Segment Start: Text section
It is an interesting paradox, how women are dissected from every angle - torn apart intensely, and put back together lazily - by society and themselves, yet are also reduced to being hysterical. At this point, I don’t know if I despise this extreme level of surveillance women are constantly under as much as I should. I sometimes feel like if my body were placed on a surgical table, the way a frog is in biology class, and was dissected, studied, and cross-checked against a labelled image in the textbook, I would feel somewhat at ease. Endless overthinking and surveilling is not enough for me, I need to have my deductions externally confirmed (or disconfirmed). I do not know how long I can go analysing every aspect of myself, the internal and external, in an endless chain of determinism. The thesis of causal inevitability is not my gateway to peace of mind either. And I am not sure what is. What I am sure about, to my dismay, is that I will not abandon thinking deeply so long as my cerebra is capable of it.
I think that being revolutionary in any degree, by which I mean positioning oneself against the status quo in any meaningful way, is enough to drive a person a bit crazy. I think about the feminists in the 80s reclaiming the label of ‘hysteria’. How apt a label that is for people whose opinions, struggles, and feelings are constantly tossed aside in the best case scenario, and ruthlessly invalidated in the worst case scenario. For me, this hysteria is an impetus; one which (paradoxically) compels me to criticise society while criticising myself for being but a product of that very same society.
Segment End: Text section
- [Work required]
Repeat the passage on women and hysteria word for word from "I think that" to "very same society.".
Segment Start: Exercise data
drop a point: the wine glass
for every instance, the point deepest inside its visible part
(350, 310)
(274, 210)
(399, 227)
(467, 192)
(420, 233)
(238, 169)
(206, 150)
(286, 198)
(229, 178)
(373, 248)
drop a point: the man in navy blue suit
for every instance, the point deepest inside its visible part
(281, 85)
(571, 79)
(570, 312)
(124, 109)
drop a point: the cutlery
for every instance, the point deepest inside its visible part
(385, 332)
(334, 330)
Segment End: Exercise data
- [Result for this exercise]
I think that being revolutionary in any degree, by which I mean positioning oneself against the status quo in any meaningful way, is enough to drive a person a bit crazy. I think about the feminists in the 80s reclaiming the label of ‘hysteria’. How apt a label that is for people whose opinions, struggles, and feelings are constantly tossed aside in the best case scenario, and ruthlessly invalidated in the worst case scenario. For me, this hysteria is an impetus; one which (paradoxically) compels me to criticise society while criticising myself for being but a product of that very same society.